WHAT TO WORK ON: Omit the pictures. Print each entry below exactly.

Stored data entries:
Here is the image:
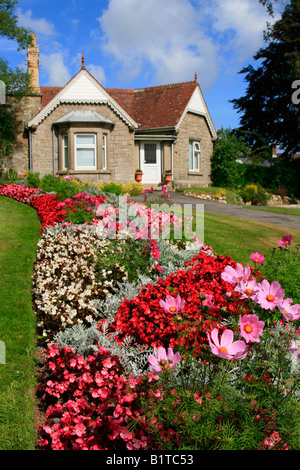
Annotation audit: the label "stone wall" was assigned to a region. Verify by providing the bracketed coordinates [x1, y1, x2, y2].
[6, 94, 42, 173]
[30, 102, 136, 183]
[173, 112, 213, 188]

SOLUTION TO THE EXERCISE:
Here is the image:
Annotation audit: the label "stone wall" was assigned to a region. Verify by providing the bracketed coordinates [x1, y1, x2, y2].
[6, 94, 42, 173]
[30, 102, 136, 183]
[173, 112, 213, 188]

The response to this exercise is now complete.